> [Items]
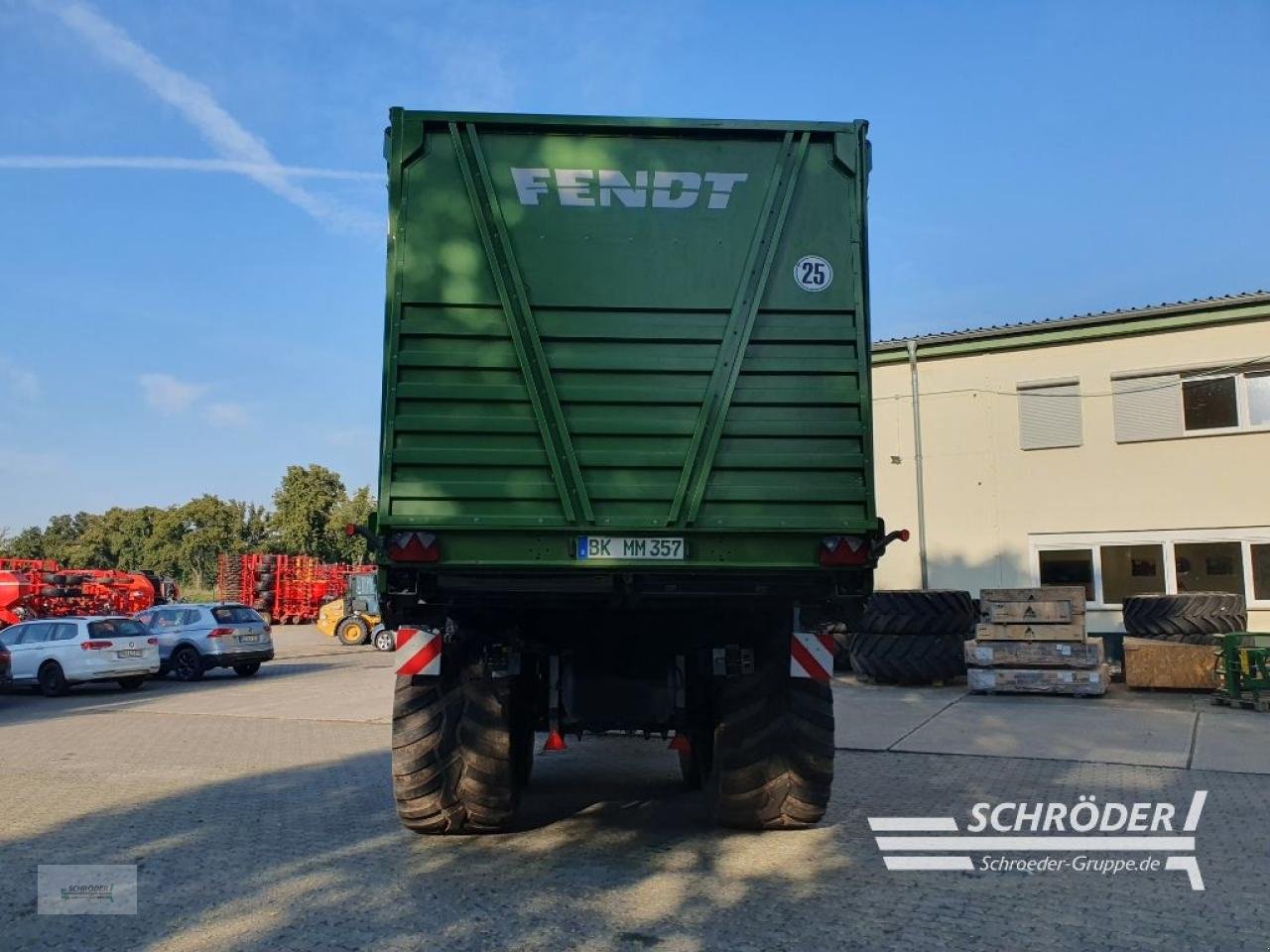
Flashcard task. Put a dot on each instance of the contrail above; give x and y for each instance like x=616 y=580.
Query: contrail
x=177 y=164
x=197 y=104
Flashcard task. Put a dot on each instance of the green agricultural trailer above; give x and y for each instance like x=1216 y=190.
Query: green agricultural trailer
x=626 y=457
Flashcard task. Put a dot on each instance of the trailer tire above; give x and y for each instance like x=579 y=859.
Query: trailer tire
x=772 y=758
x=907 y=658
x=1189 y=617
x=454 y=765
x=934 y=612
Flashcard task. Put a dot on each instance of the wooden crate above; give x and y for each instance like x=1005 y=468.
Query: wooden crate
x=1165 y=664
x=1088 y=682
x=1035 y=654
x=1047 y=613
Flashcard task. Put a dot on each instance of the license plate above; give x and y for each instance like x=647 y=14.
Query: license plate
x=630 y=547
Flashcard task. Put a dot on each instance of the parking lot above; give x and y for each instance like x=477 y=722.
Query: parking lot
x=259 y=815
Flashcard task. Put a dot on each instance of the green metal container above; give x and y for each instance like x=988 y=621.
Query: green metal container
x=626 y=327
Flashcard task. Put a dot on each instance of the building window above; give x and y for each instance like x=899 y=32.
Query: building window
x=1132 y=570
x=1071 y=566
x=1259 y=399
x=1209 y=404
x=1166 y=405
x=1049 y=416
x=1209 y=566
x=1127 y=563
x=1261 y=572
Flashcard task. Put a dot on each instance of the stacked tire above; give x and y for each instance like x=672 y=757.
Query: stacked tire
x=266 y=584
x=1188 y=617
x=913 y=638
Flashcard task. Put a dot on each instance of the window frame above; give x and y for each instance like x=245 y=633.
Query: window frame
x=1191 y=375
x=1167 y=540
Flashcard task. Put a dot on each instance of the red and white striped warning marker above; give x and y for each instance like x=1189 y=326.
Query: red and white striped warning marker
x=811 y=655
x=422 y=649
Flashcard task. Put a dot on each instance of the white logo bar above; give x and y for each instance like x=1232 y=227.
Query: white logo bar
x=912 y=824
x=959 y=864
x=1107 y=844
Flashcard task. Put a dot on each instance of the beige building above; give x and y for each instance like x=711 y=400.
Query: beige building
x=1125 y=451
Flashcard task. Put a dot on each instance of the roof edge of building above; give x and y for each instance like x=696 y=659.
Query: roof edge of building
x=1060 y=330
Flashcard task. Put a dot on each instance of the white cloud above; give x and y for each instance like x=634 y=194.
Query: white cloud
x=19 y=381
x=229 y=416
x=180 y=164
x=198 y=107
x=167 y=394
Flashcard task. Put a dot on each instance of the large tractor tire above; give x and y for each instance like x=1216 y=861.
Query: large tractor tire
x=772 y=761
x=919 y=613
x=907 y=658
x=456 y=765
x=1191 y=617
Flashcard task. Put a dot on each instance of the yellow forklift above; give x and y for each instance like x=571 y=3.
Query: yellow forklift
x=354 y=619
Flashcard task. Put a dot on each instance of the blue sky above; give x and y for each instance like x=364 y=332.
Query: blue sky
x=176 y=330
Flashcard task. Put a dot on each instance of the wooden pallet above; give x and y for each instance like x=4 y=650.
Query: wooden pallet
x=1035 y=654
x=1150 y=662
x=1086 y=682
x=1047 y=613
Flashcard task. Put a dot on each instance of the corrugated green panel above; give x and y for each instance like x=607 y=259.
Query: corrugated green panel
x=619 y=259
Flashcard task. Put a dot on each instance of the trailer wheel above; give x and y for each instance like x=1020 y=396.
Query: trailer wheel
x=772 y=748
x=353 y=631
x=1191 y=617
x=453 y=758
x=933 y=612
x=907 y=658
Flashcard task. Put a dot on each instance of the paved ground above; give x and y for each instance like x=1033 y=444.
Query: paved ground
x=259 y=815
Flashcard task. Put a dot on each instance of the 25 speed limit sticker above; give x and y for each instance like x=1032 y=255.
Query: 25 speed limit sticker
x=813 y=273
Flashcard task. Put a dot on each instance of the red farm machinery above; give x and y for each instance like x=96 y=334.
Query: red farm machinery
x=41 y=588
x=285 y=589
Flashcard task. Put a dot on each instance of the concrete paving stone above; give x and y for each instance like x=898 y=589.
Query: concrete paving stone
x=1232 y=739
x=258 y=825
x=1058 y=728
x=875 y=716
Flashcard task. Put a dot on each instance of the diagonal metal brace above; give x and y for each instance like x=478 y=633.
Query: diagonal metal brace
x=520 y=320
x=740 y=324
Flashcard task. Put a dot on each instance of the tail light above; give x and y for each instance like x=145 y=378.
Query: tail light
x=414 y=547
x=843 y=549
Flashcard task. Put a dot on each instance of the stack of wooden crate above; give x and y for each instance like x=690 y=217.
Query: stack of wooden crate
x=1034 y=642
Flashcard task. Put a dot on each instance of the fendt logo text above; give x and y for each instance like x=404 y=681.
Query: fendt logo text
x=606 y=186
x=1110 y=838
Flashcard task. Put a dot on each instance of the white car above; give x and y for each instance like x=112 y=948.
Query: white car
x=56 y=653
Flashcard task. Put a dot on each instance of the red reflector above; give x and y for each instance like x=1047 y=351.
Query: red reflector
x=843 y=549
x=414 y=547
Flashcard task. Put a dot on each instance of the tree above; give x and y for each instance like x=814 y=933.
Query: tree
x=303 y=511
x=356 y=509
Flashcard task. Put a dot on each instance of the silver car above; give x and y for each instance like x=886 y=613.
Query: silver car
x=195 y=639
x=54 y=654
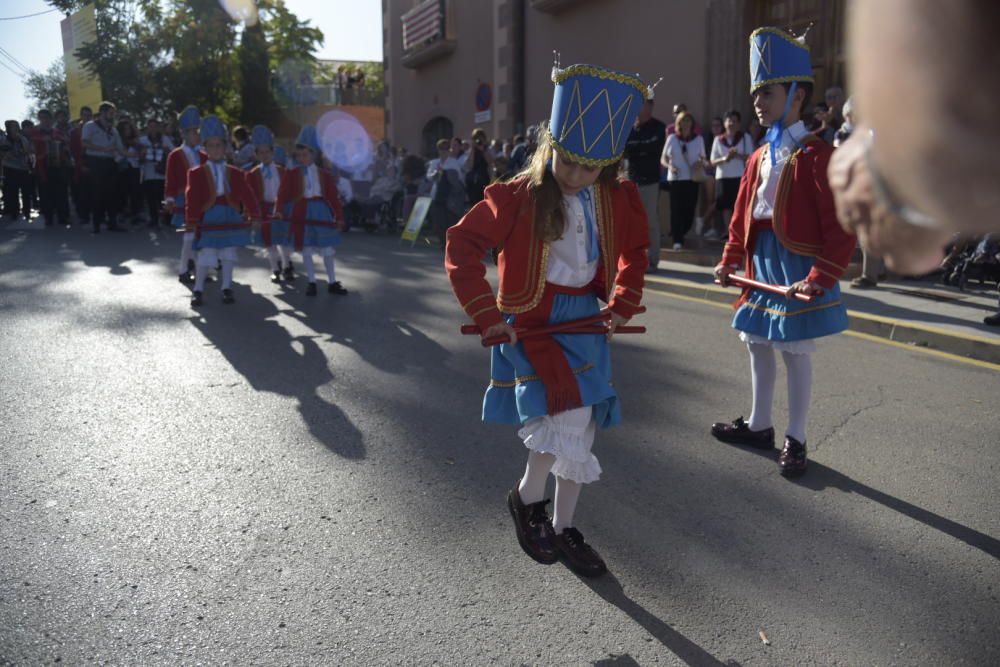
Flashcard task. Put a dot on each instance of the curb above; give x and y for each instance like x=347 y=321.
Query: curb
x=899 y=331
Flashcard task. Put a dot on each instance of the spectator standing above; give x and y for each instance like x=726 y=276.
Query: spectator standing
x=17 y=164
x=642 y=151
x=129 y=187
x=154 y=147
x=52 y=158
x=730 y=151
x=683 y=156
x=101 y=147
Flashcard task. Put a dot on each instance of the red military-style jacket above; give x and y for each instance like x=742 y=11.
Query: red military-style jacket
x=804 y=220
x=176 y=176
x=293 y=184
x=199 y=196
x=504 y=219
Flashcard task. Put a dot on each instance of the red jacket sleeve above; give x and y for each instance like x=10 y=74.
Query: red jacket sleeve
x=734 y=254
x=483 y=228
x=633 y=257
x=838 y=245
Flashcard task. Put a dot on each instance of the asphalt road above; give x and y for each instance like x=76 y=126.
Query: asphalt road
x=302 y=481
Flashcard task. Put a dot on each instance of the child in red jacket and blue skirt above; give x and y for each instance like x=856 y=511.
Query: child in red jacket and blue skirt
x=217 y=203
x=570 y=234
x=308 y=199
x=784 y=231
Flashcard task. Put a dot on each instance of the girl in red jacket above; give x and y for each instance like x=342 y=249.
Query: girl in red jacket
x=568 y=232
x=784 y=231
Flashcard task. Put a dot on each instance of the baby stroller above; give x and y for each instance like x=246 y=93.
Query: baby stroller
x=975 y=260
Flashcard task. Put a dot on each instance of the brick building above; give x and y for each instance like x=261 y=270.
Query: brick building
x=454 y=65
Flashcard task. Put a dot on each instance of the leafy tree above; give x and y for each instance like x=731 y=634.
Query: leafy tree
x=48 y=88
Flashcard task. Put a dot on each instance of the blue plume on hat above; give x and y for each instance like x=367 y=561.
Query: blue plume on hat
x=213 y=128
x=309 y=138
x=261 y=136
x=593 y=110
x=189 y=119
x=778 y=57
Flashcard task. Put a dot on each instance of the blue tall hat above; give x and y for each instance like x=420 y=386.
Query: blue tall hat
x=593 y=110
x=261 y=136
x=213 y=128
x=309 y=138
x=189 y=119
x=777 y=56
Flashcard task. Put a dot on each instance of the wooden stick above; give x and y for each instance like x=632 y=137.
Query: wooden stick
x=774 y=289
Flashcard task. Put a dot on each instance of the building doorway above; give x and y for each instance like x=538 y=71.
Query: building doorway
x=436 y=128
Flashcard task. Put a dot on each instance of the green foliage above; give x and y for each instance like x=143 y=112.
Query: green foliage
x=155 y=57
x=48 y=88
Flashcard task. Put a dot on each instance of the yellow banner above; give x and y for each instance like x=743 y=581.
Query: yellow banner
x=84 y=88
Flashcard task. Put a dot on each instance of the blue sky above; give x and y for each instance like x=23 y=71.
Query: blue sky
x=353 y=31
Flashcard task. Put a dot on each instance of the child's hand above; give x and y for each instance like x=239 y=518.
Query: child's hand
x=804 y=287
x=502 y=329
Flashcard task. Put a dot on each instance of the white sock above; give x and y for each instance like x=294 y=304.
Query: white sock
x=187 y=252
x=310 y=267
x=763 y=371
x=227 y=273
x=200 y=273
x=536 y=473
x=567 y=493
x=330 y=273
x=799 y=368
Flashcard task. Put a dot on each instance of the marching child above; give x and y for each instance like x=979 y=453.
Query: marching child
x=308 y=199
x=179 y=162
x=264 y=180
x=215 y=194
x=784 y=231
x=570 y=233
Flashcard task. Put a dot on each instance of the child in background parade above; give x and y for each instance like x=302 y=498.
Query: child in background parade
x=215 y=192
x=179 y=162
x=264 y=180
x=308 y=199
x=784 y=231
x=569 y=234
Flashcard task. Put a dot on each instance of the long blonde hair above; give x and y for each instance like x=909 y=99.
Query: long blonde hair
x=545 y=192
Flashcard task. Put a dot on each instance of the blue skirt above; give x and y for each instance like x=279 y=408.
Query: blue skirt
x=776 y=318
x=177 y=219
x=318 y=236
x=222 y=214
x=516 y=394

> [Written problem] Render the lines of the listing, from the line containing "like x=1216 y=190." up to and including the line containing "x=626 y=457", as a Markdown table with the columns Row and Text. Number each line in Row and leave out any blank lines.

> [Response to this task]
| Row | Text |
|---|---|
| 1 | Flashcard task. Put a dot on each instance of the green agricultural trailer above; give x and y for each instance like x=1216 y=190. |
| 2 | Query: green agricultural trailer |
| 3 | x=626 y=457 |